**WORK REQUEST:** Please output only the lines that run from the line containing "[find] the dark gray" through the end of the material below, exactly.
Content starts
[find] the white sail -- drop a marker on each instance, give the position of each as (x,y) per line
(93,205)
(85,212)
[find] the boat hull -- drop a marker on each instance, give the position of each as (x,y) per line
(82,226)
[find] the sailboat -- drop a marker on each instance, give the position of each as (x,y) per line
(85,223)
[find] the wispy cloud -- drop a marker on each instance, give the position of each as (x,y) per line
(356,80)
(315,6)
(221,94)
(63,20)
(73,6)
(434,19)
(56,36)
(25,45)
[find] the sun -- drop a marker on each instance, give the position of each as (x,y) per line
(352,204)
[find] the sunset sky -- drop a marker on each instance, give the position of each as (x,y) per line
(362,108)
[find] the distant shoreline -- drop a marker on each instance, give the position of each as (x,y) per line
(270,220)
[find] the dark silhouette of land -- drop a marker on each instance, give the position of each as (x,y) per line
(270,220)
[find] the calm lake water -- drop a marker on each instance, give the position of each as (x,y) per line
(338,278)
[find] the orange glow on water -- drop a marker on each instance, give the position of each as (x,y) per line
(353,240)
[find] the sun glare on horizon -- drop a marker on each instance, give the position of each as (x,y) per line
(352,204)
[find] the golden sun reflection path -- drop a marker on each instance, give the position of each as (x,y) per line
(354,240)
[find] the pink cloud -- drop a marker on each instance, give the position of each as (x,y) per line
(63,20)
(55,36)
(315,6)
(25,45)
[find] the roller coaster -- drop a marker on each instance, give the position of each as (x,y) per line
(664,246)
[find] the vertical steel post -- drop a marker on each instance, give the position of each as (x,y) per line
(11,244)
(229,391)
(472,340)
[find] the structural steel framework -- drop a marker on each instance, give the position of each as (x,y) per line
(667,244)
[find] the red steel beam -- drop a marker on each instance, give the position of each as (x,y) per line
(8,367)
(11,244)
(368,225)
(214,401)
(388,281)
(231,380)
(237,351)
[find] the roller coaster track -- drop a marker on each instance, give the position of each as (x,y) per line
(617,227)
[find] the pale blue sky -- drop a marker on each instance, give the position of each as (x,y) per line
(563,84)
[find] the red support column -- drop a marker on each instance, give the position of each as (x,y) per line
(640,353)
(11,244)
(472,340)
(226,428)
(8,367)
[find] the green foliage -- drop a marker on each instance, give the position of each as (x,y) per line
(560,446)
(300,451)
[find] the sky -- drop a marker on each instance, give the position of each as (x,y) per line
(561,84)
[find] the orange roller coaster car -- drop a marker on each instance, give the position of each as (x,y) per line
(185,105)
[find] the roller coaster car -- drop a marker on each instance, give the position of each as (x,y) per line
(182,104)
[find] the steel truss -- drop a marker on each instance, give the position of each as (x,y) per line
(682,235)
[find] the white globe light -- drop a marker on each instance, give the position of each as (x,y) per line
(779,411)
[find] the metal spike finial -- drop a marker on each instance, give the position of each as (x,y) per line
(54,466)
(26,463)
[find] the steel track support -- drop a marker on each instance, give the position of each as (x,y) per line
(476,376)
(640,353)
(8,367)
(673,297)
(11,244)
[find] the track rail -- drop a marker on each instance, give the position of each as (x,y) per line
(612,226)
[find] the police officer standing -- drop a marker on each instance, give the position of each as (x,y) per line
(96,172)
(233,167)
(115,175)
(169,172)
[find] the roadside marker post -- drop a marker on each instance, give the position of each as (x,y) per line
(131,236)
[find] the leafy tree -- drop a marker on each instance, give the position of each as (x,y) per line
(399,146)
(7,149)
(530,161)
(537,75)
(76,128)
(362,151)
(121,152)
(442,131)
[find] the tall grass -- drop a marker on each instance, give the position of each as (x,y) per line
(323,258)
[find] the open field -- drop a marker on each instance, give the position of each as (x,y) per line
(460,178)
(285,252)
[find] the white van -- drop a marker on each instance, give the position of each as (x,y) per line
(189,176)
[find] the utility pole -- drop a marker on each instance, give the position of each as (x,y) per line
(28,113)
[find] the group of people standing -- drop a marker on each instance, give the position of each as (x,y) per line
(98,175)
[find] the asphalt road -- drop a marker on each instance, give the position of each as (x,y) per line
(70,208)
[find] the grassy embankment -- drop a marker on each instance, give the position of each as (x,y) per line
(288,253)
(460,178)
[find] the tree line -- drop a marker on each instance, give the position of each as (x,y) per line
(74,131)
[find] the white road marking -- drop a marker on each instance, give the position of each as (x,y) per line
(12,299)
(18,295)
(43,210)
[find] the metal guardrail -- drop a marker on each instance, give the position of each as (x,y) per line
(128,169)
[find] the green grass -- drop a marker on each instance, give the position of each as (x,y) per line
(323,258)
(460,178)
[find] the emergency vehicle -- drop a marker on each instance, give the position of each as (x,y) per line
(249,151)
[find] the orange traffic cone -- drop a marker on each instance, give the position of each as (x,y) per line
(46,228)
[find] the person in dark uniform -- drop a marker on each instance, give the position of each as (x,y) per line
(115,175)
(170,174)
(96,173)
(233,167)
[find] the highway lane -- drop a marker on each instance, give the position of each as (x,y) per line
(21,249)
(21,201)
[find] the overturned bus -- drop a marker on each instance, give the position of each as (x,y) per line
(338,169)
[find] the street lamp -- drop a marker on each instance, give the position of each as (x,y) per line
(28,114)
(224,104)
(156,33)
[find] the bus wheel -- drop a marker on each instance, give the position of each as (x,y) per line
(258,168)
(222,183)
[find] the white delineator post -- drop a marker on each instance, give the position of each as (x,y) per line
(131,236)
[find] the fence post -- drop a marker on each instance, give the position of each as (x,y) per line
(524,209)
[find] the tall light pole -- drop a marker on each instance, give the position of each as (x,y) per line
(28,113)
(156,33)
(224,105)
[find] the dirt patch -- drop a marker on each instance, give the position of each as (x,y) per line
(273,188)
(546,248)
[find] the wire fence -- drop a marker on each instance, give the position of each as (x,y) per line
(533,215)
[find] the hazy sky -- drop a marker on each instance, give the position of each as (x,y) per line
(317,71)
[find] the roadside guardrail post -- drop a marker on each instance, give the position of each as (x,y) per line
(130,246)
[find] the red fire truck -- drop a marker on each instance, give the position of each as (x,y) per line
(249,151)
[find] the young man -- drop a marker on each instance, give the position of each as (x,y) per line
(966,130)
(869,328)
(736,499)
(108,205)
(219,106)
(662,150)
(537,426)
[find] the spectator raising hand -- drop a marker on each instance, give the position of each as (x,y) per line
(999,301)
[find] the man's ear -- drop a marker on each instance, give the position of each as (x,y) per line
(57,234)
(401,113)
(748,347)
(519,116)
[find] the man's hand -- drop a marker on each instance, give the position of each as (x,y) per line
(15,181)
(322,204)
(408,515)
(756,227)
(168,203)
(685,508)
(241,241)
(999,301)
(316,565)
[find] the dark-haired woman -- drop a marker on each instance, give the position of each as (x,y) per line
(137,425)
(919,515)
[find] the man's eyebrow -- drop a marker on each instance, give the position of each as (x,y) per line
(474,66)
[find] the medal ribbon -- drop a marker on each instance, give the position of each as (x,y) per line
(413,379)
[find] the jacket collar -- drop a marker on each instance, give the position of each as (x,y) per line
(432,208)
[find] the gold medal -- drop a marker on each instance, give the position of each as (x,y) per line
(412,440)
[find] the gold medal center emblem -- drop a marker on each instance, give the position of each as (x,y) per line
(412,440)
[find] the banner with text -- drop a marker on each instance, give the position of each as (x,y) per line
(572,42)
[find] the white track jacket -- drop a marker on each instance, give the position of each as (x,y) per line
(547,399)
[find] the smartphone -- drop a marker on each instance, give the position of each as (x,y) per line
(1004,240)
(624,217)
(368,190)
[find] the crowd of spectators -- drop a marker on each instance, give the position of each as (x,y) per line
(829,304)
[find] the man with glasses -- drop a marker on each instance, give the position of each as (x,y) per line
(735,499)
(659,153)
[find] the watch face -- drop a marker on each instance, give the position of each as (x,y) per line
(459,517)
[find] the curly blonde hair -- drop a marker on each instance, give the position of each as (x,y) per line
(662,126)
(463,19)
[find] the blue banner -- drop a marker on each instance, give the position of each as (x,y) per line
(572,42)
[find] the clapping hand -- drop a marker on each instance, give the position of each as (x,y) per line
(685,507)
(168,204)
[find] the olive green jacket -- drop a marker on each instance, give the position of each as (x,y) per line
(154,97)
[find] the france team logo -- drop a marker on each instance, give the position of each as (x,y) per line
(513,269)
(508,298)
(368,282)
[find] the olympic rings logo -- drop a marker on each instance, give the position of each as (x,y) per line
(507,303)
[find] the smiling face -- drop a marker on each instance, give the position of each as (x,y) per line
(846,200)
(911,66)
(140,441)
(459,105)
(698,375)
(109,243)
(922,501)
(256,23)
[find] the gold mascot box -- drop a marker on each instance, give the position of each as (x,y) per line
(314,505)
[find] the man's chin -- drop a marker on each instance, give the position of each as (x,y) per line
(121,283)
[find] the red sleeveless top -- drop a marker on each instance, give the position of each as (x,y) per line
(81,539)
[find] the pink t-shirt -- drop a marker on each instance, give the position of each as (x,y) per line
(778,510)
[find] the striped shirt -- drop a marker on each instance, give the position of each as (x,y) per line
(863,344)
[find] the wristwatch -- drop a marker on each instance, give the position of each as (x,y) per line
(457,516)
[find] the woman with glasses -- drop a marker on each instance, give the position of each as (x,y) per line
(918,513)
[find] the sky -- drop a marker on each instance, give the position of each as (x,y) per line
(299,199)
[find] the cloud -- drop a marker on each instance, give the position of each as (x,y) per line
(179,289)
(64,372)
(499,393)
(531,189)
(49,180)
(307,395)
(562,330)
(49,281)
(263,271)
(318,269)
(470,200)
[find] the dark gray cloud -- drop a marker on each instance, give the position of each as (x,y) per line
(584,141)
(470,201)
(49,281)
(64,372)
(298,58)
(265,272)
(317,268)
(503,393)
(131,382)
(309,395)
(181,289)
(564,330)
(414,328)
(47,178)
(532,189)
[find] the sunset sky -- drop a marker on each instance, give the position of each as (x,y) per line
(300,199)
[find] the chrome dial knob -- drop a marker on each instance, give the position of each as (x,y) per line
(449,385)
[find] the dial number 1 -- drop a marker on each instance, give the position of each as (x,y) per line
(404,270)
Content ends
**SOLUTION TO THE EXERCISE:**
[find] the dark gray cloud -- drop a marker on each instance, give the position of each as (x,y) per line
(584,141)
(470,201)
(49,281)
(64,372)
(298,58)
(265,272)
(317,268)
(503,393)
(131,382)
(309,395)
(181,289)
(564,330)
(414,328)
(47,178)
(532,189)
[find] the sunset sky -- drop a marker on each instance, give the position of each as (x,y) per line
(300,199)
[find] the chrome dial knob -- drop a marker on each instance, give the position of each as (x,y) per line
(449,385)
[find] the dial number 1 -- drop a marker on each instance, give the position of each as (x,y) per line
(404,270)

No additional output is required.